### Exercício
Transcreva, do texto sobre as perdas causadas por catástrofes naturais, o trecho entre "Não haverá outra" e "para a implementar.", inclusive.

··· Texto extraído

Depois dos furacões de 2017, um terço do total das 4.000 vítimas mortais registadas em Porto Rico deveu-se a atrasos ou a interrupções nos cuidados médicos, na sequência das catástrofes. Importa também recordar que as perdas económicas na Domínica ascenderam a 224% do seu PIB – ou seja, que se perdeu mais do dobro da sua produção nacional anual. Na ilha de Barbuda (Caraíbas), ficaram danificadas 95% das habitações. As consequências são claras, i.e., perpetuam-se as situações de miséria e de exclusão extremas que conduzem à perda de mais vidas humanas.

A estabilidade política e financeira das nações também depende da forma como são capazes de responder a circunstâncias limite. No médio e longo prazo, isso implica um enorme esforço de reconstrução de infraestruturas públicas, mas também de habitações, indústrias, comércios e serviços. Porém, 70% das perdas globais devidas a catástrofes naturais não estão seguradas – o valor total de perdas não cobertas por seguros ascendeu a 1,3 triliões de dólares nos últimos dez anos.

Todos conhecemos as consequências desta diferença entre os valores danificados e os valores segurados. Perante essa realidade, assistimos, nos últimos anos, a um arrastar de responsabilidades por parte de um Estado que, face aos incêndios de 2017, estimou o valor da vida humana em 70 mil euros. Ainda hoje vemos como a reconstrução tem sido lenta e penosa, condenando verdadeiros inocentes à perda da esperança e à pobreza.

Não haverá outra forma de responder a riscos inevitáveis que não seja encurtar este défice de proteção recorrendo, preventivamente, aos mercados financeiros. Arriscarei dizer que praticamente nenhuma sociedade terá capacidade para – sozinha – responder digna e adequadamente à gravidade dos fenómenos extremos que se anteveem.

É precisamente por isso que noutras geografias se começaram a desenvolver soluções de mercado para este défice de valores segurados. O que quer isto dizer? Que a solução para a mitigação de riscos está, como habitualmente, nos mercados financeiros – desde que haja coragem para a implementar.

A realidade é clara. Uma fração considerável das populações não está sensibilizada para as questões do risco ou não tem condições para aceder a seguros. Há também riscos que nenhum segurador, por si só, poderá assumir. Como quaisquer outras,  uma das funções das empresas do sector segurador é garantir lucros aos investidores, pelo que não sobreviveriam se fossem forçadas a fornecer determinadas coberturas a preços acessíveis. Tal situação configura uma falha de mercado a que o Estado tem de responder.

A inovação financeira permite-nos hoje aliar diversos objetivos de proteção social com mecanismos de mercado capazes de os garantir. As melhores experiências internacionais demonstram-nos que é possível estabelecer parcerias com o sector privado, para segurar eventuais perdas no PIB resultantes de catástrofes naturais.

······
··· Excertos das entradas

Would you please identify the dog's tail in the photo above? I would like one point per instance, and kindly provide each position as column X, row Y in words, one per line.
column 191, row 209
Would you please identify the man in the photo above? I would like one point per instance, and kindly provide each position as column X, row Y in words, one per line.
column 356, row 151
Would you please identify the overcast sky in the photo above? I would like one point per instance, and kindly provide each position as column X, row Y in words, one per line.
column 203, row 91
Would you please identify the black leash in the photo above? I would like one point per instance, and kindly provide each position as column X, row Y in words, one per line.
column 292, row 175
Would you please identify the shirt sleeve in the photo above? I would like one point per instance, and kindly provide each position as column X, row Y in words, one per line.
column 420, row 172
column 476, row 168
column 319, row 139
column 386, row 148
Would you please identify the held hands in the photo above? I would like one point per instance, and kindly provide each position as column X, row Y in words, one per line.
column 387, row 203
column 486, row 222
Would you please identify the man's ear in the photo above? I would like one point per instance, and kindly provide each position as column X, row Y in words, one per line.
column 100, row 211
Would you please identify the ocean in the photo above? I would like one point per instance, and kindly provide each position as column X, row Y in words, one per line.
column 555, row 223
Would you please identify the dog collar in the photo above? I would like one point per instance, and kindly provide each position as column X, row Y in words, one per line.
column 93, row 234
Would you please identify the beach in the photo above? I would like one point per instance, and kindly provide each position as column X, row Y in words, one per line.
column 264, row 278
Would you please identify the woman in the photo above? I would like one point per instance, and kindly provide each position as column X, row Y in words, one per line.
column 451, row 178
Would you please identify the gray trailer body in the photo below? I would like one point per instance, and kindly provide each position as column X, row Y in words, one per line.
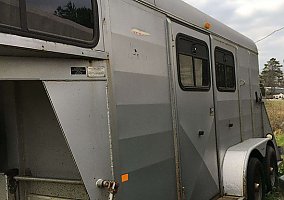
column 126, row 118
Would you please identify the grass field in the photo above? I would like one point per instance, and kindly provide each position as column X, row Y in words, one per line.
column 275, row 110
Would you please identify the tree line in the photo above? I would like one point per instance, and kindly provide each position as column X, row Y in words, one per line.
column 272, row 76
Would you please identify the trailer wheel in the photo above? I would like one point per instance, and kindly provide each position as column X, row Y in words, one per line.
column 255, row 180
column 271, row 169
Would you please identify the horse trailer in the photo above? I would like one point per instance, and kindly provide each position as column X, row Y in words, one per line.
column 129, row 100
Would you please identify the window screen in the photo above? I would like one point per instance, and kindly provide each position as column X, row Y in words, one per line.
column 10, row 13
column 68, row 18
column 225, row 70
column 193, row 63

······
··· Excertos das entradas

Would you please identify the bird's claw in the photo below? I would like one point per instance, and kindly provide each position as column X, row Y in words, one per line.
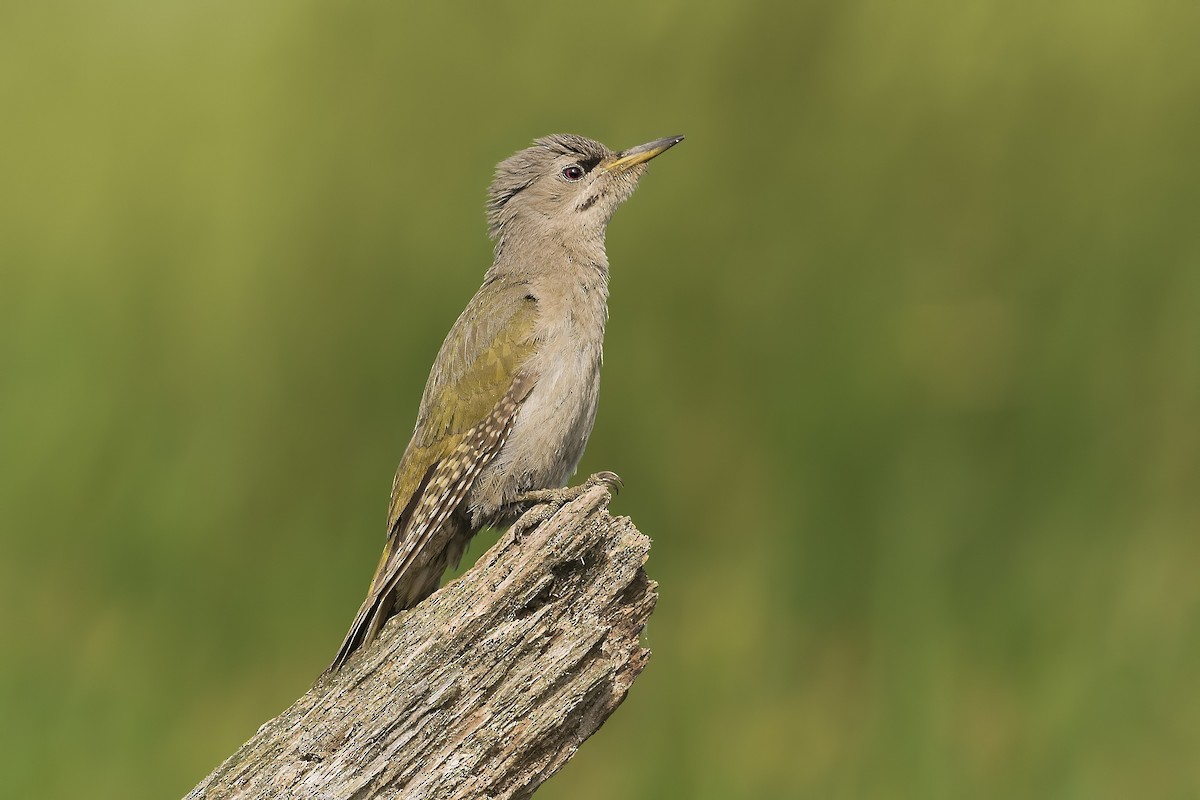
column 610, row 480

······
··· Excertos das entradas

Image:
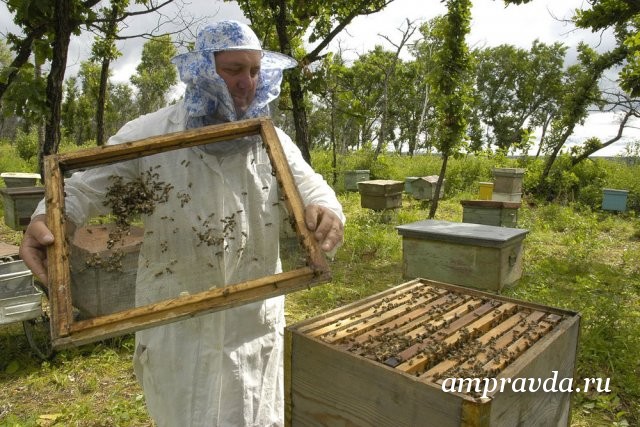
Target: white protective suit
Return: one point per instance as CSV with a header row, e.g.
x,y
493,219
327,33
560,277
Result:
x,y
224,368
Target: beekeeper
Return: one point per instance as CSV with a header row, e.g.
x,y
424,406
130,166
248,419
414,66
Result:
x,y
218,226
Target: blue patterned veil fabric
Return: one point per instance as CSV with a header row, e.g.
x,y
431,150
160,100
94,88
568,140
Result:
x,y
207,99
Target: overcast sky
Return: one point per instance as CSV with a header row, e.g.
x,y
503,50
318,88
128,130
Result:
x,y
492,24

······

### Resultado da tarefa
Não haverá outra forma de responder a riscos inevitáveis que não seja encurtar este défice de proteção recorrendo, preventivamente, aos mercados financeiros. Arriscarei dizer que praticamente nenhuma sociedade terá capacidade para – sozinha – responder digna e adequadamente à gravidade dos fenómenos extremos que se anteveem.

É precisamente por isso que noutras geografias se começaram a desenvolver soluções de mercado para este défice de valores segurados. O que quer isto dizer? Que a solução para a mitigação de riscos está, como habitualmente, nos mercados financeiros – desde que haja coragem para a implementar.